:: DATASET RECORDS ::

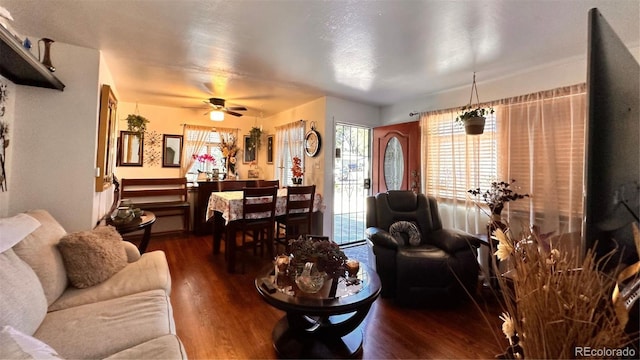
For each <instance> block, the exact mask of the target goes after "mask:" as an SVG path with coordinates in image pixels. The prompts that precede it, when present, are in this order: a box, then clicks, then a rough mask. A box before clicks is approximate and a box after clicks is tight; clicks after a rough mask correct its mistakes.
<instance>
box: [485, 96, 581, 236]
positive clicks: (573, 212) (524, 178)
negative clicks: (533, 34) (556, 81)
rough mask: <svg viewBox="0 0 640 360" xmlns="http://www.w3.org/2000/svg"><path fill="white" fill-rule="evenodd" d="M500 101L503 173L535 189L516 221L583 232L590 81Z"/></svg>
mask: <svg viewBox="0 0 640 360" xmlns="http://www.w3.org/2000/svg"><path fill="white" fill-rule="evenodd" d="M500 104H501V105H500V106H496V111H497V118H498V139H499V140H498V142H497V145H498V154H499V156H498V175H499V177H500V178H502V179H516V180H517V182H516V184H517V185H519V186H520V188H521V189H522V191H524V192H526V193H528V194H530V195H531V197H530V198H528V199H523V200H519V201H517V202H514V203H513V204H512V205H511V207H510V210H511V211H510V213H509V216H510V223H514V222H515V223H516V224H518V223H523V224H535V225H537V226H538V227H539V228H540V231H541V232H542V233H548V232H555V233H556V234H559V233H579V232H580V228H581V222H582V185H583V175H584V136H585V135H584V130H585V121H586V85H585V84H580V85H574V86H568V87H562V88H558V89H553V90H549V91H543V92H538V93H534V94H528V95H523V96H519V97H515V98H510V99H506V100H503V101H501V102H500Z"/></svg>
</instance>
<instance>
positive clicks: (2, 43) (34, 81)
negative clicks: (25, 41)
mask: <svg viewBox="0 0 640 360" xmlns="http://www.w3.org/2000/svg"><path fill="white" fill-rule="evenodd" d="M0 75H2V76H4V77H6V78H7V79H9V80H11V81H12V82H14V83H16V84H19V85H28V86H37V87H43V88H48V89H57V90H60V91H62V90H63V89H64V84H63V83H62V82H61V81H60V80H58V78H56V77H55V76H53V74H52V73H51V72H50V71H49V70H48V69H47V68H46V67H45V66H44V65H42V64H41V63H40V62H39V61H38V59H36V58H35V57H34V56H33V55H32V54H31V53H30V52H28V51H27V50H26V49H25V48H23V47H22V45H21V44H20V42H19V41H18V40H17V39H16V38H15V37H14V36H13V35H11V33H9V31H8V30H7V29H5V28H4V27H3V26H0Z"/></svg>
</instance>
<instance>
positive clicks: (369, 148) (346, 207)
mask: <svg viewBox="0 0 640 360" xmlns="http://www.w3.org/2000/svg"><path fill="white" fill-rule="evenodd" d="M370 174H371V128H368V127H363V126H357V125H347V124H340V123H338V124H336V129H335V149H334V164H333V179H334V191H333V201H334V205H333V240H334V241H335V242H336V243H338V244H340V245H344V244H350V243H355V242H358V241H362V240H363V239H364V230H365V216H366V213H365V211H366V198H367V196H369V194H370V191H371V190H370V188H371V179H370V176H371V175H370Z"/></svg>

:::

# PROMPT
The result should be an exact retyped version of all the entries above, containing no pictures.

# COMPLETED TASK
For each <instance> block, the exact mask of the target goes after "mask:" as an SVG path with coordinates in image pixels. The prompts that precede it, when present, are in this order: a box, then clicks, then a rough mask. A box before clicks is approximate and a box after clicks is tight; clicks after a rough mask correct its mistakes.
<instance>
box: [485, 96, 581, 236]
positive clicks: (573, 212) (524, 178)
negative clicks: (533, 34) (556, 81)
rough mask: <svg viewBox="0 0 640 360" xmlns="http://www.w3.org/2000/svg"><path fill="white" fill-rule="evenodd" d="M500 101L503 173L535 189L516 221L583 232L590 81Z"/></svg>
mask: <svg viewBox="0 0 640 360" xmlns="http://www.w3.org/2000/svg"><path fill="white" fill-rule="evenodd" d="M500 104H501V105H500V106H496V111H497V118H498V139H499V140H498V142H497V145H498V154H499V156H498V175H499V177H500V178H502V179H516V180H517V182H516V184H517V185H519V186H520V188H521V189H522V191H524V192H526V193H528V194H530V195H531V197H530V198H528V199H523V200H519V201H517V202H514V203H513V204H512V205H511V207H510V210H511V211H510V213H509V216H510V223H514V222H515V223H516V224H518V223H523V224H535V225H537V226H538V227H539V228H540V231H541V232H542V233H548V232H555V233H556V234H559V233H579V232H580V228H581V222H582V185H583V175H584V136H585V135H584V130H585V121H586V85H585V84H580V85H574V86H568V87H562V88H558V89H553V90H549V91H543V92H538V93H534V94H528V95H523V96H519V97H515V98H510V99H506V100H503V101H501V102H500Z"/></svg>
</instance>
<instance>
positive clicks: (2, 43) (34, 81)
negative clicks: (25, 41)
mask: <svg viewBox="0 0 640 360" xmlns="http://www.w3.org/2000/svg"><path fill="white" fill-rule="evenodd" d="M0 75H2V76H4V77H6V78H7V79H9V80H11V81H12V82H14V83H16V84H19V85H28V86H37V87H43V88H48V89H57V90H60V91H62V90H63V89H64V84H63V83H62V82H61V81H60V80H58V78H56V77H55V76H53V74H52V73H51V72H50V71H49V70H48V69H47V68H46V67H45V66H44V65H42V64H41V63H40V62H39V61H38V59H36V58H35V57H34V56H33V55H32V54H31V53H30V52H28V51H27V50H26V49H25V48H23V47H22V45H21V44H20V42H19V41H18V40H17V39H16V38H15V37H14V36H13V35H11V33H9V31H8V30H7V29H5V28H4V27H3V26H0Z"/></svg>
</instance>
<instance>
positive clicks: (369, 148) (346, 207)
mask: <svg viewBox="0 0 640 360" xmlns="http://www.w3.org/2000/svg"><path fill="white" fill-rule="evenodd" d="M370 174H371V128H368V127H363V126H357V125H347V124H340V123H338V124H336V129H335V149H334V164H333V179H334V191H333V201H334V205H333V240H334V241H335V242H336V243H338V244H340V245H344V244H350V243H355V242H358V241H362V240H363V239H364V230H365V216H366V213H365V211H366V198H367V196H369V194H370V191H371V190H370V188H371V179H370V176H371V175H370Z"/></svg>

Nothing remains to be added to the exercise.